> _TASK DIRECTIONS_
Select every line in the records below that contains the word "blue", and copy each of those lines.

──────── RECORDS SUPPLIED

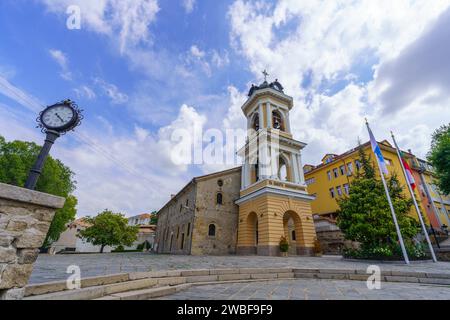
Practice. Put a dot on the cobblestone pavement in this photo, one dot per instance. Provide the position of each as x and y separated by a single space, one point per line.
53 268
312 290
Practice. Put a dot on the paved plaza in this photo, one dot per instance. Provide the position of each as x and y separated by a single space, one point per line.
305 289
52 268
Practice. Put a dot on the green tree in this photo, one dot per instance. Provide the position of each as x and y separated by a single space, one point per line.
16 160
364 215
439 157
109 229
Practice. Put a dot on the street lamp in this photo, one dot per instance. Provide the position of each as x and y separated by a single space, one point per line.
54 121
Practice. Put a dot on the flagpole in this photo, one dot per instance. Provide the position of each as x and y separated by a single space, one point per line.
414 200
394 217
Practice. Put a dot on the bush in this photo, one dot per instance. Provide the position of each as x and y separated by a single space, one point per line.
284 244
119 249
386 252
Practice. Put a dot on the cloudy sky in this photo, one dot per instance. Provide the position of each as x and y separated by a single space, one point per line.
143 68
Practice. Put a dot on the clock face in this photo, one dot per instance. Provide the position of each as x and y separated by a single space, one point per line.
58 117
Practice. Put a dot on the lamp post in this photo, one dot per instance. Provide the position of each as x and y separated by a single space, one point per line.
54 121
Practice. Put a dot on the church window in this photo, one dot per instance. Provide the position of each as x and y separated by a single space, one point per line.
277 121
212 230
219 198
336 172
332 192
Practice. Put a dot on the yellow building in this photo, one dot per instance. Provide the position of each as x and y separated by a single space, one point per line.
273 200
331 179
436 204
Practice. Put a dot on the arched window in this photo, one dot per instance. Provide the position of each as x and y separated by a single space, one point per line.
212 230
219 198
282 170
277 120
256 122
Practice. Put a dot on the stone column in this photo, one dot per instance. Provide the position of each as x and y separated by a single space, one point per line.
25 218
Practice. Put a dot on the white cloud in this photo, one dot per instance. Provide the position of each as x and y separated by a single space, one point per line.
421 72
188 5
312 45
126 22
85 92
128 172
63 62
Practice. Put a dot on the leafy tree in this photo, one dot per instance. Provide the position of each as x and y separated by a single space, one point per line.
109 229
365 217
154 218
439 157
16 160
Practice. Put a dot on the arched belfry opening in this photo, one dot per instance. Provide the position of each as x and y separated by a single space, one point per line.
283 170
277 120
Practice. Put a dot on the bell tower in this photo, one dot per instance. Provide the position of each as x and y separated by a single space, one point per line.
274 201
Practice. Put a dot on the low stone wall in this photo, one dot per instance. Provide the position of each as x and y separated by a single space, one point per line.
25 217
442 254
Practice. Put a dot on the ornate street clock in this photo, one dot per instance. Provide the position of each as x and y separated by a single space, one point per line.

────────────────
──────── RECORDS SUPPLIED

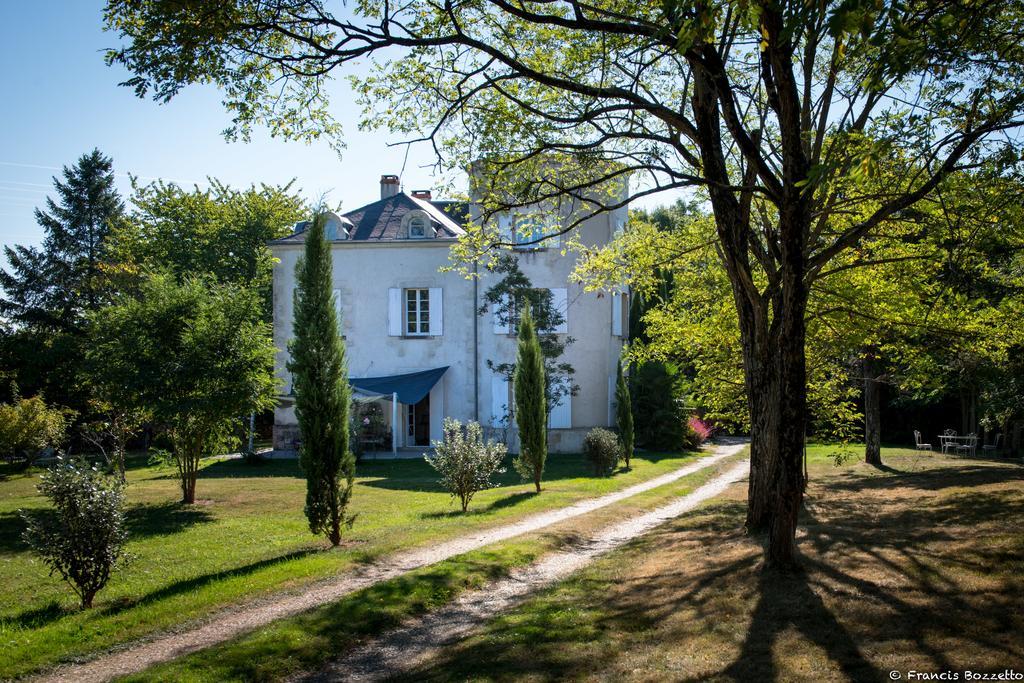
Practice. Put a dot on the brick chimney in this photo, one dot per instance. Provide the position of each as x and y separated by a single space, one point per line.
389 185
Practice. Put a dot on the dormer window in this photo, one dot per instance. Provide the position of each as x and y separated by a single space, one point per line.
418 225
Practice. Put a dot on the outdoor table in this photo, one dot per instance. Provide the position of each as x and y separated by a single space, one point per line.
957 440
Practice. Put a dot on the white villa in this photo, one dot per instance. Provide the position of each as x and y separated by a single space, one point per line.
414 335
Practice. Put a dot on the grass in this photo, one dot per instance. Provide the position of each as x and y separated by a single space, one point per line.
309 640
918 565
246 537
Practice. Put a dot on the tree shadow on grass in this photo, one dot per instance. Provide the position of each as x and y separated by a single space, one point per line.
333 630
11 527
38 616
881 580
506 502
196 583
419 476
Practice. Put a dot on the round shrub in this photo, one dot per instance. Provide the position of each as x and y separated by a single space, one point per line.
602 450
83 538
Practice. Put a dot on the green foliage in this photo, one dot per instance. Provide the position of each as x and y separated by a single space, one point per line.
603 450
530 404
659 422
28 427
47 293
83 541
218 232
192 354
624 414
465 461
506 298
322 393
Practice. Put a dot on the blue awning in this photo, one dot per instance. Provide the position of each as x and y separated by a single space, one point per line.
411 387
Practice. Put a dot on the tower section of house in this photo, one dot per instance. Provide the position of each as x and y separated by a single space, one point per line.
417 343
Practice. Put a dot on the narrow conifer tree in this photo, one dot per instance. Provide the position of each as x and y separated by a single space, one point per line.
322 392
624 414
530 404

────────────────
──────── RECORDS SUPPLIED

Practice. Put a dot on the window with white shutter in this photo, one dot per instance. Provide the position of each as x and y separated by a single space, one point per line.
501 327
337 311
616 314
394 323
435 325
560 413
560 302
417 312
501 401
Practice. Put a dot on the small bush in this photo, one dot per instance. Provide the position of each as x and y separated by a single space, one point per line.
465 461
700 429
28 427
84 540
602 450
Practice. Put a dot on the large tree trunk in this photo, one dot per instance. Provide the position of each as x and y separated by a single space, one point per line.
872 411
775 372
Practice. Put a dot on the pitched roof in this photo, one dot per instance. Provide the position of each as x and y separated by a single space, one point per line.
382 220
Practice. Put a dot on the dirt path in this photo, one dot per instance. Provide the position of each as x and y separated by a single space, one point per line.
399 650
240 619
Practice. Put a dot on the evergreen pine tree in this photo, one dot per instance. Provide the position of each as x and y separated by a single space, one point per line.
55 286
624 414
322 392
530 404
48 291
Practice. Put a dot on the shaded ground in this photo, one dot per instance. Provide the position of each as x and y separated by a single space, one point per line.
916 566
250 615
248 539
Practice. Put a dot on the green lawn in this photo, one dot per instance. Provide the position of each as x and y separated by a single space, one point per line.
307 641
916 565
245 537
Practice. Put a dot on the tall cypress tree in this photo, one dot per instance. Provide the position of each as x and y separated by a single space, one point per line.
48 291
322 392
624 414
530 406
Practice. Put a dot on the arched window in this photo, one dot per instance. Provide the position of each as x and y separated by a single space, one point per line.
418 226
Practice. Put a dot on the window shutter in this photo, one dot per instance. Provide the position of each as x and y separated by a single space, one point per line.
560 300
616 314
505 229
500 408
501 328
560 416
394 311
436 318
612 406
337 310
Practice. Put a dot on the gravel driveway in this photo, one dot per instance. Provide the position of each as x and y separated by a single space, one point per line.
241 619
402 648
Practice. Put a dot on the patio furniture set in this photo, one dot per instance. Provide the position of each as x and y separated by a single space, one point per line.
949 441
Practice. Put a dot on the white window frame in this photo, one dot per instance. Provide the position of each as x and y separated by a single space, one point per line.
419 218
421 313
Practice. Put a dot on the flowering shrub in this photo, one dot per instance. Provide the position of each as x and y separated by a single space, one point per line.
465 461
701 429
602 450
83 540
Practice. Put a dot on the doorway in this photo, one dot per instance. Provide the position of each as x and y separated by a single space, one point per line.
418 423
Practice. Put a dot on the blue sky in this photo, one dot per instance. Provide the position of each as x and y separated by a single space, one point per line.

────────────────

> _OUTPUT FOR THIS EXERCISE_
Practice. Put a dot on the blue awning in this photo, one dot per instance. Provide the position of each as x and y separated by a single space, one point per line.
Practice. Put a dot on the blue sky in this photo, one dot per instance. Provide the position of each as x and y separated by a single space, one point per line.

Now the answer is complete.